→ **INSTRUCTIONS TO FOLLOW**:
Rewrite the lines of the records below as a numbered list, skipping any blank lines. Leave the pictures out.

→ **DATA SHOWN**:

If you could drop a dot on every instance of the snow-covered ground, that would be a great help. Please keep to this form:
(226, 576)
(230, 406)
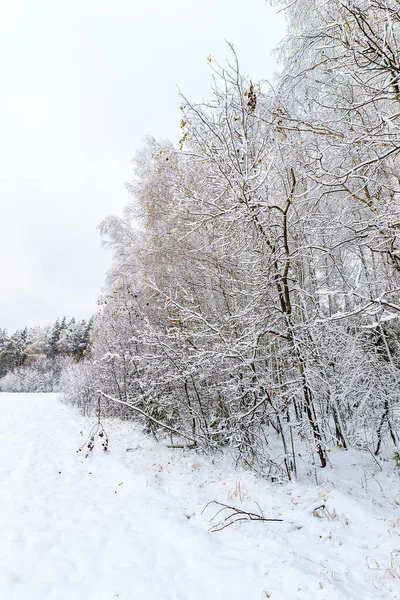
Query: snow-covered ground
(129, 525)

→ **RESPONSE TO THE EXERCISE**:
1. If you could drop a dot on every instance of the snow-covered ground, that would be a great help. Please keep to this form:
2. (226, 576)
3. (230, 406)
4. Query: snow-covered ground
5. (129, 525)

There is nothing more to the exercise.